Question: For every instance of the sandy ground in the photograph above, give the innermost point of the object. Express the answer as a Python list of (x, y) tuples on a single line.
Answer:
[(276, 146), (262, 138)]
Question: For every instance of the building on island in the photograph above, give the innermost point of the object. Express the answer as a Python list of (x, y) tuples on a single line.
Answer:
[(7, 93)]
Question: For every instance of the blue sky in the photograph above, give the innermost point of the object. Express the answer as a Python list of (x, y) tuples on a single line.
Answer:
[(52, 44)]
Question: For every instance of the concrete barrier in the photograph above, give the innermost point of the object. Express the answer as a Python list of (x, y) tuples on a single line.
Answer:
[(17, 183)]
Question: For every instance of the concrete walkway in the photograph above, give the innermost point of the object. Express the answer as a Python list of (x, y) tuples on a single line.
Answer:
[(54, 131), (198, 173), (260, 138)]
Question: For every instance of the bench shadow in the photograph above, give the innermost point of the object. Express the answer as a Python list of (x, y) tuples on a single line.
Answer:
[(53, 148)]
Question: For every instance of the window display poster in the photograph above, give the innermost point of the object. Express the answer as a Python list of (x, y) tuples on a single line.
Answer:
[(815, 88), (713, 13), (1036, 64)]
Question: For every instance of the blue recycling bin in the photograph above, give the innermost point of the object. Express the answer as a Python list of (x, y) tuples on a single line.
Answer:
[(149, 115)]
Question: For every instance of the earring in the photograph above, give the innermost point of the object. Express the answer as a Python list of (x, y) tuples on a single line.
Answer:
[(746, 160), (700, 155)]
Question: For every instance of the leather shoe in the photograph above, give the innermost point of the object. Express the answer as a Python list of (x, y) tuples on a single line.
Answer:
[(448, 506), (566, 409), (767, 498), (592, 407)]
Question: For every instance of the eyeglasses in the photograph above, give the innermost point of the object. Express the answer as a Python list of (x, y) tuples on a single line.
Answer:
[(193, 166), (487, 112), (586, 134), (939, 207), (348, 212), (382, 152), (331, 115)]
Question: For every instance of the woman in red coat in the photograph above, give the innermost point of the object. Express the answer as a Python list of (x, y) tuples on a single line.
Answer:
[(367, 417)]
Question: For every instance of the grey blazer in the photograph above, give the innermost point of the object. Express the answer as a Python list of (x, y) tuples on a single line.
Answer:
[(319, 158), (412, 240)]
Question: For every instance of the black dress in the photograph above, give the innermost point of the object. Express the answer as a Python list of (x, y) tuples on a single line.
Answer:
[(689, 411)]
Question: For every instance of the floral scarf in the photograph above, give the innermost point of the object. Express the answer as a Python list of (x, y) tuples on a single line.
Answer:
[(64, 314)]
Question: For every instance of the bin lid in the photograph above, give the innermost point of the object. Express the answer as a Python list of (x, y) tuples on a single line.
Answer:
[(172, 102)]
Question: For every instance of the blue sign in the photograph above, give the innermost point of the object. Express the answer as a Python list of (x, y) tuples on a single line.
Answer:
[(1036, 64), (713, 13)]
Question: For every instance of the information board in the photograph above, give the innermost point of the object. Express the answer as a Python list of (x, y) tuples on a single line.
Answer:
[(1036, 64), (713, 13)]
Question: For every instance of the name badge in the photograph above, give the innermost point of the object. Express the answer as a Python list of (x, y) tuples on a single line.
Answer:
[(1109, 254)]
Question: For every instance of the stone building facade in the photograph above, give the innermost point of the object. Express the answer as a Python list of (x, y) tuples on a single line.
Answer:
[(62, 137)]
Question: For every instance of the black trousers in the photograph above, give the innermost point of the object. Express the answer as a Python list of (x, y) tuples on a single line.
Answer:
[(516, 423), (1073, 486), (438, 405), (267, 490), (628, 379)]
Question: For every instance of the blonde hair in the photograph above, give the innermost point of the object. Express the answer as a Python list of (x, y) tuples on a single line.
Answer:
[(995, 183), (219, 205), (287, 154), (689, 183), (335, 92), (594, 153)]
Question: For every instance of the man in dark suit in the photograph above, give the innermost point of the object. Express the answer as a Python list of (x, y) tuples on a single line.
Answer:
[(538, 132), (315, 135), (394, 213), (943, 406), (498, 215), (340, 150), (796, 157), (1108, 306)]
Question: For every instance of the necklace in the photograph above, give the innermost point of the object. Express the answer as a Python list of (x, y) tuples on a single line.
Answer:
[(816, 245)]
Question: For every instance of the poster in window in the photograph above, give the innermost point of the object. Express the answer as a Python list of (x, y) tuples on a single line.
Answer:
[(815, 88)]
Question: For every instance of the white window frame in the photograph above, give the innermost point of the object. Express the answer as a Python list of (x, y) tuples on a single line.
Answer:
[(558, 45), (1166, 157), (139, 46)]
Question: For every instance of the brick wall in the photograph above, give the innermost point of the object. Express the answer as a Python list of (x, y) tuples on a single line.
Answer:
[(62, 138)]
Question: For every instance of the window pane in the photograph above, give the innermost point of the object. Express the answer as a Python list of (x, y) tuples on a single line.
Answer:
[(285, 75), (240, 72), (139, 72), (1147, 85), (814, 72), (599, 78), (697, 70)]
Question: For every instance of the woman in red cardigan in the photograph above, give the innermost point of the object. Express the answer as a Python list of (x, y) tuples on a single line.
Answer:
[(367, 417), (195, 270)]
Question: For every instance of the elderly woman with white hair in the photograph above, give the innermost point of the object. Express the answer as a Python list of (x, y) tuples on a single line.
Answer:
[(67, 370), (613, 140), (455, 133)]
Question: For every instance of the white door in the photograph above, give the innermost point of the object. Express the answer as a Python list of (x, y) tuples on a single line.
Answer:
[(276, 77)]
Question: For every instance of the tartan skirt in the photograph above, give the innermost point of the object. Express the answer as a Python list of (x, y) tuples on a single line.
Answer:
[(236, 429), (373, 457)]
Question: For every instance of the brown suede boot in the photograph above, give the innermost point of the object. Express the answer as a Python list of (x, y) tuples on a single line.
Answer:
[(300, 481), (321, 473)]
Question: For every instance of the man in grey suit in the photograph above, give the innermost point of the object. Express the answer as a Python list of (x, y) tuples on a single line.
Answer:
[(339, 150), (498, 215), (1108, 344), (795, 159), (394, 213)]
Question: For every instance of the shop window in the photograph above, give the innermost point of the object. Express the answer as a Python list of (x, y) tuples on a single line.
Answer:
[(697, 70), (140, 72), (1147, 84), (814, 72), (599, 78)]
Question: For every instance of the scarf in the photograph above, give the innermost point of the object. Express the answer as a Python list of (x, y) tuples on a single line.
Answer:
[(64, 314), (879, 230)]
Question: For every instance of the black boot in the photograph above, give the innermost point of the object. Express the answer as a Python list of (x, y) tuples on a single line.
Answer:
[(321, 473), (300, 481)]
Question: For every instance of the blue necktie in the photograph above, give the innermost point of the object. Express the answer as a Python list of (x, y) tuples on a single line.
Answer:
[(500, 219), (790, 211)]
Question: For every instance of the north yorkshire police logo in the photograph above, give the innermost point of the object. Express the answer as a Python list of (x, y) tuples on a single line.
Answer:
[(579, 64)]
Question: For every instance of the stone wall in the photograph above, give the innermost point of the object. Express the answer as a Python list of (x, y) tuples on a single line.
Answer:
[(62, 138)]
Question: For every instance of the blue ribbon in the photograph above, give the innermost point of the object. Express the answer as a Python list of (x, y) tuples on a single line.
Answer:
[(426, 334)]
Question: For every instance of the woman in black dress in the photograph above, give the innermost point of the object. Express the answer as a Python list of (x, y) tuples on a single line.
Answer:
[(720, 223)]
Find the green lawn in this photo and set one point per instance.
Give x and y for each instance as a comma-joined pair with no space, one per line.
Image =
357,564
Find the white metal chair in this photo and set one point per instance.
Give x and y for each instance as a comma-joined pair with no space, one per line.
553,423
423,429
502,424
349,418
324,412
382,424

=====

*Required work:* When a line above contains the string "this", copy that line.

*Output below:*
Find the green lawn in this photo and set one point per instance.
Find the white metal chair in this photo and set one point per instance.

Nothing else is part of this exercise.